Feeling blah? Donuts.
Feeling upset? Donuts.
Feeling that your husband may be Facebook cheating on you with his skanky old high school girlfriend Brenda? Lots and lots and lots of donuts.
2-year-old: *points to my belly* Baby!
Me: Yep, there’s a baby in there! Will you love it?
2: I eat it.
Well that escalated quickly.
“Try to score a goal. Don’t use your hands. See you afterwards.” – Soccer coaches
My husband: (from the other room) Can you give me an update?
Me: Um, can you be more specific?
Husband: Let’s focus on this week’s developments
Me: Ok, so I’m trying a different dish soap because-
Him: (peeks head in) Can you please stop that? I’m on a work call
Leave the past behind. Smile every day. Never wear underwear. I don’t know. Inspirational tweets are hard.
“Your highness, an egg has fallen off a wall”
“Send all my men”
“But excellency I…”
“And all of my horses too”
“I don’t…”
“ALL OF THEM!”
If you are single, just be patient. Your soulmate is almost done with their divorce papers 😉
It’s Sunday morning. My 80-year-old neighbor has hiked and weeded her garden. I spent ten minutes trying to reach the remote with my foot.
Don’t run with bagpipes. You could put an aye out. Or worse yet, get kilt.
I always keep my phone on me in case there’s an emergency or I have to wait for anything for more than 2 seconds.
Always answer a math question in a silly voice because if you’re wrong they’ll think you’re joking and if you’re right they’ll feel dumb.
Bae: Come over
Me: Do you have food??
Bae: My parents aren’t home
Me: Are they coming back with food??

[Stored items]
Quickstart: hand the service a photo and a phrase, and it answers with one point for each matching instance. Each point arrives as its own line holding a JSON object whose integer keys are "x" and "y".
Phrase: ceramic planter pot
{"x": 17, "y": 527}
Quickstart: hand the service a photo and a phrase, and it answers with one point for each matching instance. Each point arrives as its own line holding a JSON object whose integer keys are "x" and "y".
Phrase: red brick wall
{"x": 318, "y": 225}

• TO DO
Copy the humorous passage between "2: I eat it." and "me an update?", inclusive, but rename "Soccer coaches" as "Hockey coaches".

• EXERCISE SOLUTION
2: I eat it.
Well that escalated quickly.
“Try to score a goal. Don’t use your hands. See you afterwards.” – Hockey coaches
My husband: (from the other room) Can you give me an update?